Exercise: Copy out each of the following lines word for word, without changing anything.

Rows:
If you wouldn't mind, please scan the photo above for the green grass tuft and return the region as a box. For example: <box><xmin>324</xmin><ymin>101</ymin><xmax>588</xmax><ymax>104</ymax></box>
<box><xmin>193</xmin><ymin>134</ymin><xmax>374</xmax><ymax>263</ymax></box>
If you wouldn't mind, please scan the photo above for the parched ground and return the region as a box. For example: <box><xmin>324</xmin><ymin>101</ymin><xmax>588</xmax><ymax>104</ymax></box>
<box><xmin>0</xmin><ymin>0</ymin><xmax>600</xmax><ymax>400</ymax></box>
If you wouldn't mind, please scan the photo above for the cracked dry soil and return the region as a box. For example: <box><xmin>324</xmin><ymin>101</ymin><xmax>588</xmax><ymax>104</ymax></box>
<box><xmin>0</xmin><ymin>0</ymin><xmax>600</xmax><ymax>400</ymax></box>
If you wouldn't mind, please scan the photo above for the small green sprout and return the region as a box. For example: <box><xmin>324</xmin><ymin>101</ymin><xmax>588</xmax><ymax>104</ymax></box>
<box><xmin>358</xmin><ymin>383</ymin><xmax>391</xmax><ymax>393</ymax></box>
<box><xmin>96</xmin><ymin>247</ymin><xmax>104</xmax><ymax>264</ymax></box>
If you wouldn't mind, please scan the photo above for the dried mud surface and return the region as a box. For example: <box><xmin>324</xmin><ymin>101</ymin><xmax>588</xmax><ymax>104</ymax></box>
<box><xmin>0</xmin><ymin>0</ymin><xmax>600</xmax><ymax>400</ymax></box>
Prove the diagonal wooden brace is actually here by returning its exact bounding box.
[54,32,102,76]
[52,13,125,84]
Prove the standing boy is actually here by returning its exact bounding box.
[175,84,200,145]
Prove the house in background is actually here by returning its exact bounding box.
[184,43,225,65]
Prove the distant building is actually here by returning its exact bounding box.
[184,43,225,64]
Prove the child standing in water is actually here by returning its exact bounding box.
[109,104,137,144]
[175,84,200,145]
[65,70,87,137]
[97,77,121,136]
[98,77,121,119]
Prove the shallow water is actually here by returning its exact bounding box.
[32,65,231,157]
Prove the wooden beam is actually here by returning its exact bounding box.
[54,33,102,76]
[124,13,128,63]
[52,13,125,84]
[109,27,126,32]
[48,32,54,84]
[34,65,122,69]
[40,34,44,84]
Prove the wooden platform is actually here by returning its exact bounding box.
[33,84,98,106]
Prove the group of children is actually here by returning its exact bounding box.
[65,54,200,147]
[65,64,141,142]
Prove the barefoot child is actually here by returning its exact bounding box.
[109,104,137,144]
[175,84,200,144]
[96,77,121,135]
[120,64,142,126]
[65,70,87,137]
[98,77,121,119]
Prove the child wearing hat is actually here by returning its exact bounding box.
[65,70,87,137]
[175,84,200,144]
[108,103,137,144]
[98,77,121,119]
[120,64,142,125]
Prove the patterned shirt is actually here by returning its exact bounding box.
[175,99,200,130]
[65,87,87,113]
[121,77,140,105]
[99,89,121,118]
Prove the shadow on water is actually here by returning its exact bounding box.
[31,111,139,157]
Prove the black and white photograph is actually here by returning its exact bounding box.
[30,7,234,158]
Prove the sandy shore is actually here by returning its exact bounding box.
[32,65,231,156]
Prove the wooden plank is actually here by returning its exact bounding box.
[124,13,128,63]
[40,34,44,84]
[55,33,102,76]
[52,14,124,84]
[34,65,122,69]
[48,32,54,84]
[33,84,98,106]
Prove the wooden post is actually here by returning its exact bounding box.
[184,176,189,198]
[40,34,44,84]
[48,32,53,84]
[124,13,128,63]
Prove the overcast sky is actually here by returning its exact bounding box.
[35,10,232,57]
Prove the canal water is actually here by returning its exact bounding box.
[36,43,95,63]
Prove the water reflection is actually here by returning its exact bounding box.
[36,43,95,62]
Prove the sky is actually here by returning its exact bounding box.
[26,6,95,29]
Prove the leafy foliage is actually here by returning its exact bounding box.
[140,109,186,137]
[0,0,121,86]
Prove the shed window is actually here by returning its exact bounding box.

The solution:
If you wouldn't mind, please scan the photo above for the green grass tuft and return the region as a box. For example: <box><xmin>324</xmin><ymin>101</ymin><xmax>588</xmax><ymax>104</ymax></box>
<box><xmin>193</xmin><ymin>134</ymin><xmax>374</xmax><ymax>263</ymax></box>
If you wouldn't mind, please scan the photo above for the parched ground and return the region as a box. For example: <box><xmin>324</xmin><ymin>101</ymin><xmax>588</xmax><ymax>104</ymax></box>
<box><xmin>0</xmin><ymin>0</ymin><xmax>600</xmax><ymax>400</ymax></box>
If you wouldn't mind, please scan the photo above for the cracked dry soil and return the region as a box. For example: <box><xmin>324</xmin><ymin>101</ymin><xmax>588</xmax><ymax>104</ymax></box>
<box><xmin>0</xmin><ymin>0</ymin><xmax>600</xmax><ymax>400</ymax></box>
If you wouldn't mind, please scan the photo above for the small green sprout and return the region as a box. For example: <box><xmin>324</xmin><ymin>101</ymin><xmax>588</xmax><ymax>104</ymax></box>
<box><xmin>358</xmin><ymin>383</ymin><xmax>391</xmax><ymax>393</ymax></box>
<box><xmin>96</xmin><ymin>247</ymin><xmax>104</xmax><ymax>264</ymax></box>
If you wouldn't mind, please scan the photo above for the dried mud surface and return the region as a box. For example: <box><xmin>324</xmin><ymin>101</ymin><xmax>588</xmax><ymax>104</ymax></box>
<box><xmin>0</xmin><ymin>0</ymin><xmax>600</xmax><ymax>400</ymax></box>
Prove the diagonal wooden brace is actually here by returning its exact bounding box.
[54,32,102,76]
[52,13,125,84]
Prove the standing boy is actually here by returning its exact bounding box.
[175,84,200,145]
Prove the house in background is actually here by returning its exact bounding box.
[184,43,225,65]
Prove the distant building is actually here by returning its exact bounding box.
[184,43,225,64]
Prove the child standing in water is actually here by returning its exact bounding box.
[109,104,137,144]
[175,84,200,145]
[65,70,87,137]
[97,77,121,136]
[98,77,121,119]
Prove the shallow water is actually here by returning its exact bounding box.
[32,65,231,157]
Prove the wooden beam is actually here by returning its exact bounding box.
[54,33,102,76]
[124,13,128,63]
[52,13,125,84]
[109,27,126,32]
[48,32,54,84]
[34,65,122,69]
[40,34,44,84]
Prove the wooden platform is actually here by returning its exact bounding box.
[33,84,98,106]
Prove the group of children is actually here by returning its exact bounding box.
[65,54,200,147]
[65,64,141,142]
Prove the barefoot child is actually here by returning its exact bounding box.
[109,104,137,144]
[175,84,200,144]
[96,77,121,135]
[120,64,142,126]
[65,70,87,137]
[98,77,121,119]
Prove the child wearing hat is actually here by returning its exact bounding box.
[65,70,87,137]
[175,84,200,144]
[108,103,137,144]
[98,77,121,119]
[120,64,142,125]
Prove the patterned shirt is actually here by returning its exact bounding box.
[175,99,200,130]
[65,87,87,113]
[121,77,140,105]
[99,89,121,118]
Prove the shadow on water is actually here by returning its exact bounding box.
[31,111,139,157]
Prove the black and white photograph is actually here by returning its exact bounding box.
[30,7,234,158]
Prove the sandy shore is actually here by returning its exact bounding box.
[32,65,231,156]
Prove the wooden plank is actually here by returning its exact bounding box.
[124,13,128,63]
[40,34,44,84]
[55,33,102,76]
[52,14,124,84]
[34,65,122,69]
[48,32,54,84]
[33,84,98,106]
Prove the wooden post is actually here by returning its exact bounding box.
[184,176,189,198]
[40,34,44,84]
[48,32,53,84]
[124,13,128,63]
Prove the overcast sky is actually here by returning its exact bounding box.
[35,10,232,57]
Prove the canal water is actually here by returning its exact bounding box.
[36,43,95,63]
Prove the water reflection is actually here by returning its exact bounding box.
[36,43,95,62]
Prove the sky is actually here by returning its exact bounding box.
[26,6,95,29]
Prove the leafy foliage is actually here by returning its exact bounding box.
[140,109,186,137]
[0,0,121,86]
Prove the shed window is actually here by returning its exact bounding box.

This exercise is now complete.